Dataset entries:
+ + + +

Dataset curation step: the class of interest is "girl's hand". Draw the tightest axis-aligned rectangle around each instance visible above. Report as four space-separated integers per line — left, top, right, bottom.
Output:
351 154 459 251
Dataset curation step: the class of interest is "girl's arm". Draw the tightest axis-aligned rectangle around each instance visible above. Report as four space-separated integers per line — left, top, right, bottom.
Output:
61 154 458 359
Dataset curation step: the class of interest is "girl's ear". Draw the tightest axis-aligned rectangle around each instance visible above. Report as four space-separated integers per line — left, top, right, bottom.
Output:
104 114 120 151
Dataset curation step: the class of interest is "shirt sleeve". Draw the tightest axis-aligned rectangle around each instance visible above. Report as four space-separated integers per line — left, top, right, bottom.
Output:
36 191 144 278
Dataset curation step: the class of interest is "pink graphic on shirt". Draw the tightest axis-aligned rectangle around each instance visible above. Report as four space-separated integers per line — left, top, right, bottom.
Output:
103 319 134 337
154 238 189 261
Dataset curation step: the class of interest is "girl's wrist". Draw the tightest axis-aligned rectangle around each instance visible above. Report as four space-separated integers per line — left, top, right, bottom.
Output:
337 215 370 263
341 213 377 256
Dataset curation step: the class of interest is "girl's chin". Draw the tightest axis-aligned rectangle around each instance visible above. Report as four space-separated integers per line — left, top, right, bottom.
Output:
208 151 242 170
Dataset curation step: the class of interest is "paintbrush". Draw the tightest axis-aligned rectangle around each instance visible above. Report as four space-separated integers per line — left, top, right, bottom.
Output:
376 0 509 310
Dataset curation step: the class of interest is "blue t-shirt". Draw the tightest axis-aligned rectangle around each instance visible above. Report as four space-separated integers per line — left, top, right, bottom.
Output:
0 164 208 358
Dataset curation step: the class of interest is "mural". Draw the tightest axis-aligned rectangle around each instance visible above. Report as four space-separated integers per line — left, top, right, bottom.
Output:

+ + + +

▸ **WHAT TO WORK ON**
Copy out every line of the records that the string "girl" appears in.

▸ **EXPECTED ANSWER**
Dataset curation step: the class of interest is "girl's hand". Draw the tightest axis-aligned rectangle around each instance visible above. Report as four space-separated integers per line — left, top, right, bottom.
Dataset curation step: the class of interest is "girl's arm". Draw the tightest axis-aligned rectangle around each instance visible above. Report as four space-separated integers per line — left, top, right, bottom.
Dataset curation step: the class of interest is "girl's ear". Draw the tightest axis-aligned rectangle around each instance visible above. Report as four space-separated integers per line — left, top, right, bottom.
Dataset curation step: the class of interest is "girl's wrist". Draw the tightest axis-aligned rectangle around each instance visible above. Report as four space-separated integers per line — left, top, right, bottom.
Dataset curation step: the class of interest is "girl's chin". Draw the tightest axis-aligned rectangle around each instance visible above. Report as four space-separated integers per line — left, top, right, bottom.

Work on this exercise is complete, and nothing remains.